_Aim of the exercise_: Rewrite the entries starting at the line that contains "like point(291, 96)." and ending at the line that contains "point(259, 58)", switching "green shorts" to "blue shorts" and changing nothing else.

--------------------------------------------------

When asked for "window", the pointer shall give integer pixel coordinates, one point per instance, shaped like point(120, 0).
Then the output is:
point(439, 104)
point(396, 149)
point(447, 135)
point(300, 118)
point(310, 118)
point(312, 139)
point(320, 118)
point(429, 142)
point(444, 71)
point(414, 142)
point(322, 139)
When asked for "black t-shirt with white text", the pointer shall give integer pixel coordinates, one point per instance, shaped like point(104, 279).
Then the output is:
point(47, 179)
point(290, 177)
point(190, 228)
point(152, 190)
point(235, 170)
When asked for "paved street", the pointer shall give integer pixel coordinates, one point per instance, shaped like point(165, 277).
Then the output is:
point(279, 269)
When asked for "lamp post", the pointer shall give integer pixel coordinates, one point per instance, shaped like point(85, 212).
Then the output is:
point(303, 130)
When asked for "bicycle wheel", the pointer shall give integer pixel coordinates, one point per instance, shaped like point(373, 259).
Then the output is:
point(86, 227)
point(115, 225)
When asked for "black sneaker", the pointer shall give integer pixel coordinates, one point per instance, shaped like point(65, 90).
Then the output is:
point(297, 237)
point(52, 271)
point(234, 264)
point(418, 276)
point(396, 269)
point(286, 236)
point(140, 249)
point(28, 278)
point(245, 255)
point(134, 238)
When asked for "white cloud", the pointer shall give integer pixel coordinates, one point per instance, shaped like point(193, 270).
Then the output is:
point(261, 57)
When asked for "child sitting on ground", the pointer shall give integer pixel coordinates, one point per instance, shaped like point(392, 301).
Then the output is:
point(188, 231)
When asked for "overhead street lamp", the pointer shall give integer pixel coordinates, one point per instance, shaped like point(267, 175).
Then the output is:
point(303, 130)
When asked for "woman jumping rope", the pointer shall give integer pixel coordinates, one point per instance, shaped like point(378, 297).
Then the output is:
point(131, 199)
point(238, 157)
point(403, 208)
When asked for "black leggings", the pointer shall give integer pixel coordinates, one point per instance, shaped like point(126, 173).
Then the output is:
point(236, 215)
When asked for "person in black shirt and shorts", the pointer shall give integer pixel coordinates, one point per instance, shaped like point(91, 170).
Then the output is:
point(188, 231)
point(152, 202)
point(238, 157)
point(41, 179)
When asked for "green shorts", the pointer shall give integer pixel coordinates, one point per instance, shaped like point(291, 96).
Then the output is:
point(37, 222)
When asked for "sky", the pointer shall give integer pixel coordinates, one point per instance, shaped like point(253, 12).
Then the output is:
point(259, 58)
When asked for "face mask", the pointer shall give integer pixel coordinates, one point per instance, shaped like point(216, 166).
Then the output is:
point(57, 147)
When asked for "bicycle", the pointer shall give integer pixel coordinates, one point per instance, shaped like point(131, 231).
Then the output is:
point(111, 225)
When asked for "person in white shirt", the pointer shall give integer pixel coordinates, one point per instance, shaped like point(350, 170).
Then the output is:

--------------------------------------------------

_Answer to the exercise_:
When asked for "blue shorts", the pointer shall give integer pixel coordinates, one point per instance, shaped like point(291, 96).
Then the output is:
point(37, 222)
When asked for "sky", the pointer shall give integer pixel coordinates, one point per instance, shaped like point(253, 12).
Then the output is:
point(259, 58)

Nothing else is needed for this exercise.